_Material to process_:
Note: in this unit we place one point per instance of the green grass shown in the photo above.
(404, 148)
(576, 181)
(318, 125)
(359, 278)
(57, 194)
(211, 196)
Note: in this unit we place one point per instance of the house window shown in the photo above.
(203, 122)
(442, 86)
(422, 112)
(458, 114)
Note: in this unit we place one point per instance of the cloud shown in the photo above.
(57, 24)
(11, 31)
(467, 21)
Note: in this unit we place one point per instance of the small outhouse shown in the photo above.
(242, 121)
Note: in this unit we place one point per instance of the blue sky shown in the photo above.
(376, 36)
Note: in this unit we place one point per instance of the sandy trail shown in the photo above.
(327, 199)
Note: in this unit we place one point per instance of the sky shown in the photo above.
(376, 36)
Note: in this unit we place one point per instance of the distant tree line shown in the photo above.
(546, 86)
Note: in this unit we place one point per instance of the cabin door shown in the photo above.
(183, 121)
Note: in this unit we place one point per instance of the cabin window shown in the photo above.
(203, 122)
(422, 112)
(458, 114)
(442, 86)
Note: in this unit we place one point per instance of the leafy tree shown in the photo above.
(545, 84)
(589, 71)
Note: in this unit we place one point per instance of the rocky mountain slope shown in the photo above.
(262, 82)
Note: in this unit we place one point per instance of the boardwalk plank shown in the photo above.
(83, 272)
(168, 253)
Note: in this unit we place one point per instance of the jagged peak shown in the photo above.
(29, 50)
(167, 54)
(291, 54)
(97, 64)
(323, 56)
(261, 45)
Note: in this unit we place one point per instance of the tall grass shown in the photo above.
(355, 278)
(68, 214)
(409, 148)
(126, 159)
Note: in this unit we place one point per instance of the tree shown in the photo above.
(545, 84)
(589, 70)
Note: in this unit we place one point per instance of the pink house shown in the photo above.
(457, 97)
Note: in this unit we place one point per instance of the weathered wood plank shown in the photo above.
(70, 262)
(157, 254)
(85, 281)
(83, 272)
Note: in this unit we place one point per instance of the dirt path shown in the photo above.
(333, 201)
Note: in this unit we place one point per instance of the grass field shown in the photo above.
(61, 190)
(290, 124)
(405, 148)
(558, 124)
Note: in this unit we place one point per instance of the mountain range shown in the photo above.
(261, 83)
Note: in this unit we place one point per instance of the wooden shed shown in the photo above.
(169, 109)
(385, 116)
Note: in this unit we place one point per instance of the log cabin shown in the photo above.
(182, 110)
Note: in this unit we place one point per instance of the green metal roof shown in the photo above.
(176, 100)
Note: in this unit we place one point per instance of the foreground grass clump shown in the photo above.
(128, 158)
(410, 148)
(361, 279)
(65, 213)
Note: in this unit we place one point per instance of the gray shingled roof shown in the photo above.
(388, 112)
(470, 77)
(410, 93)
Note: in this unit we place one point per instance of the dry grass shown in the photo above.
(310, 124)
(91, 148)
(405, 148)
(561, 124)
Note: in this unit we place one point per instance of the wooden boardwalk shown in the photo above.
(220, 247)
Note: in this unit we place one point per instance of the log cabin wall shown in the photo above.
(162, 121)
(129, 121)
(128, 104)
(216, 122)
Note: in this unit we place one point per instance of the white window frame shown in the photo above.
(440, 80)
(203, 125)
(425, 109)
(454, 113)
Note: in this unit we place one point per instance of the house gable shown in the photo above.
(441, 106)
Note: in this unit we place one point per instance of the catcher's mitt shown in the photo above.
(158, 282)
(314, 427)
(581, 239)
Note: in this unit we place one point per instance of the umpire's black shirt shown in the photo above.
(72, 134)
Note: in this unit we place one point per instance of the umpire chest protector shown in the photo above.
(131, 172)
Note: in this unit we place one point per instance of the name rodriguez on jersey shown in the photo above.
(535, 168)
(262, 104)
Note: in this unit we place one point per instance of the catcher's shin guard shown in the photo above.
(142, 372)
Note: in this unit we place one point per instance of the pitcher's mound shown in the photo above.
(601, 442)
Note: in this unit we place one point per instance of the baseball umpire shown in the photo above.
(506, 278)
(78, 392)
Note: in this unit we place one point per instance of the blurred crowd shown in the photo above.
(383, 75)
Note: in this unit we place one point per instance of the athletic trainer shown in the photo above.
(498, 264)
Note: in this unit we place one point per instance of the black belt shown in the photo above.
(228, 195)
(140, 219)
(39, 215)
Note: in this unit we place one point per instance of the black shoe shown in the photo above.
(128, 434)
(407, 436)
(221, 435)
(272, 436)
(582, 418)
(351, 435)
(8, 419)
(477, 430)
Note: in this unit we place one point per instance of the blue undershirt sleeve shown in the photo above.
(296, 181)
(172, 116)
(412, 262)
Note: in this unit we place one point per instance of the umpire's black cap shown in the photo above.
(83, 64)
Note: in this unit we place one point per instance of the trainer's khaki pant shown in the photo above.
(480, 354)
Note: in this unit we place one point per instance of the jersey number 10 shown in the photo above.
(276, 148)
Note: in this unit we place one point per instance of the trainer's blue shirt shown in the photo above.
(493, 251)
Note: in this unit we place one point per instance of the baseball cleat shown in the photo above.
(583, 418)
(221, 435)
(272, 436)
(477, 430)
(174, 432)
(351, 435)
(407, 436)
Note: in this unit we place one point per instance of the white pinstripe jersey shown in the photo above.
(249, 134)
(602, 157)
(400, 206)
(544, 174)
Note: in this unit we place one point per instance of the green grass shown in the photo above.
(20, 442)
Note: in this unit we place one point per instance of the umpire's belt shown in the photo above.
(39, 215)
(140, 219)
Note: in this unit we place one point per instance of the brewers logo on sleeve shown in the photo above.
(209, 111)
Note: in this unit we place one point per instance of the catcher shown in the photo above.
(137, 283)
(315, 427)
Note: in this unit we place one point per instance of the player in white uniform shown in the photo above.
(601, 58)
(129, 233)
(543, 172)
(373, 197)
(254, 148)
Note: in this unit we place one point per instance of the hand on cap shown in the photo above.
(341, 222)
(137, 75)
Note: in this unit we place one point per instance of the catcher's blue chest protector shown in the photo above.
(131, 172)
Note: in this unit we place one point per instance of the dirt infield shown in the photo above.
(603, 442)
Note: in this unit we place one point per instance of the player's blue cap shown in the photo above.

_Task_:
Emit the full listing verbatim.

_Task output_:
Note: in this unit we place one point per instance of the green grass shown in the photo above.
(404, 148)
(576, 181)
(318, 125)
(359, 278)
(57, 194)
(211, 196)
Note: in this unit we place one point per instance of the house window shown in the photo above.
(203, 122)
(442, 86)
(422, 112)
(458, 114)
Note: in this unit we place one point per instance of the cloud shown in the photo above.
(57, 24)
(11, 31)
(467, 21)
Note: in this unit we place one point per instance of the small outhouse shown in the photo above.
(242, 121)
Note: in this unit we place one point per instance of the blue sky shown in the photo above.
(376, 36)
Note: in this unit we place one point per instance of the sandy trail shown in the photo above.
(327, 199)
Note: in this unit we place one point per instance of the sky shown in the photo above.
(376, 36)
Note: in this unit we place one point per instance of the distant tree line shown in the photo above.
(546, 86)
Note: in this unit we place one point per instance of the cabin door shown in the photo above.
(183, 121)
Note: in this unit we place one point per instance of the cabin window shown in the photo above.
(203, 122)
(422, 112)
(458, 114)
(442, 86)
Note: in this unit we place one point per instance of the leafy tree shown in the photo above.
(545, 84)
(589, 71)
Note: in this unit we place one point per instance of the rocky mountain slope shown in the photo above.
(262, 82)
Note: in this unit we place one point per instance of the boardwalk plank shown in the photo above.
(83, 272)
(168, 253)
Note: in this unit we place one point per instance of the jagged peak shown in the photo above.
(29, 50)
(167, 54)
(291, 54)
(97, 64)
(323, 56)
(261, 45)
Note: in this unit we place one point per instance of the tall grass shown in the photo above.
(355, 278)
(68, 214)
(409, 148)
(126, 159)
Note: in this unit we place one point per instance of the tree shown in the photo above.
(545, 84)
(589, 70)
Note: in this unit we place one point per instance of the pink house shown in the photo above.
(457, 97)
Note: in this unit we place one point per instance of the weathered wood plank shown in the photo above.
(70, 262)
(157, 254)
(85, 281)
(83, 272)
Note: in this unit we place one point per instance of the dirt path shown in the photo above.
(333, 201)
Note: in this unit we place one point per instance of the grass field shown in the photo above.
(61, 190)
(290, 124)
(405, 148)
(558, 124)
Note: in this unit we place one point per instance of the mountain range shown in the photo above.
(261, 83)
Note: in this unit we place one point per instance of the wooden shed shown in the photo above.
(169, 109)
(385, 116)
Note: in this unit we place one point per instance of the log cabin shown in the photo above.
(182, 110)
Note: in this unit we place one point per instance of the green metal roof shown in the photo above.
(176, 100)
Note: in this unit we place one point per instance of the foreground grass clump shown in the photo above.
(128, 158)
(410, 148)
(361, 279)
(65, 213)
Note: in this unit we place one point per instance of the gray shingled roof shown in the photo above.
(388, 112)
(470, 77)
(410, 93)
Note: in this unit we place one point per instance of the dry grass shown in the photo above.
(310, 124)
(91, 148)
(405, 148)
(561, 124)
Note: in this unit we place one point per instance of the wooden boardwalk shown in the photo above.
(220, 247)
Note: in this unit we place one point per instance of the log cabin wall shown in the photo above.
(162, 121)
(129, 121)
(128, 104)
(216, 122)
Note: in this unit we place one point per instance of the white window frame shown in the photo above.
(440, 80)
(203, 125)
(425, 109)
(454, 113)
Note: in this unit we place one point per instance of the house gable shown in the photo above.
(441, 106)
Note: in this unit we place one point per instance of the catcher's mitt shown in the photo above.
(158, 282)
(314, 427)
(581, 239)
Note: in this unit we place one point per instance of the umpire's black shirt shown in the photo above.
(72, 134)
Note: in this unit we place one point per instance of the umpire chest protector shown in the photo above.
(131, 172)
Note: in this unit we place one point per instance of the name rodriguez on jersey shown in the photo above.
(535, 168)
(262, 104)
Note: in this unit we place one point per instance of the catcher's shin guard shown in the photo above.
(142, 372)
Note: in this unit we place one point per instance of the pitcher's mound shown in the photo above.
(601, 442)
Note: in this unit we place one point per instance of the baseball umpire shown in the photo above.
(506, 278)
(78, 392)
Note: in this unit we place one point per instance of the blurred crowd shown in the photo above.
(383, 75)
Note: in this unit we place one point per instance of the athletic trainer shown in the photo above.
(498, 264)
Note: in this unit we place one point per instance of the black belt shown in the photo above.
(228, 195)
(140, 219)
(39, 215)
Note: in this unit we place one point per instance of the black shoe shown in the photo above.
(128, 434)
(407, 436)
(221, 435)
(272, 436)
(582, 418)
(351, 435)
(8, 419)
(477, 430)
Note: in this unit we place one point per instance of the blue undershirt sleeve shown in the photo above.
(296, 181)
(172, 116)
(412, 262)
Note: in this unit we place one point per instance of the umpire's black cap shown in the photo above.
(83, 64)
Note: in this unit we place one point per instance of the trainer's khaki pant shown in the photo above.
(480, 354)
Note: in this unit we place one point per instance of the jersey number 10 shown in the photo above.
(276, 148)
Note: in this unit we place one point per instance of the trainer's blue shirt shown in the photo above.
(493, 251)
Note: in this unit we place one point per instance of the baseball cleat shown in the photo above.
(583, 418)
(221, 435)
(272, 436)
(477, 430)
(174, 432)
(351, 435)
(407, 436)
Note: in this unit we place one point per instance of the white pinstripe jersey shown in the photo above.
(249, 134)
(602, 157)
(400, 206)
(544, 174)
Note: in this unit we place one point per instance of the green grass shown in the photo above.
(20, 442)
Note: in this unit we place one point per instance of the umpire's belt shown in the photo above.
(39, 215)
(140, 219)
Note: in this unit we place one point per instance of the brewers logo on sleeve shown in the photo above.
(209, 111)
Note: in this unit we place one point per instance of the catcher shown in the photo above.
(137, 283)
(315, 427)
Note: in this unit we place one point per instance of the player in white uniform shown in the photo above.
(601, 58)
(129, 233)
(543, 172)
(373, 197)
(254, 148)
Note: in this unit we place one point per instance of the hand on cap shown in the photo above.
(341, 222)
(137, 75)
Note: in this unit we place one point per instance of the catcher's blue chest protector shown in the photo above.
(131, 172)
Note: in this unit we place one point per instance of the dirt infield shown in the photo above.
(603, 442)
Note: in this unit we place one point per instance of the player's blue cap shown in the photo above.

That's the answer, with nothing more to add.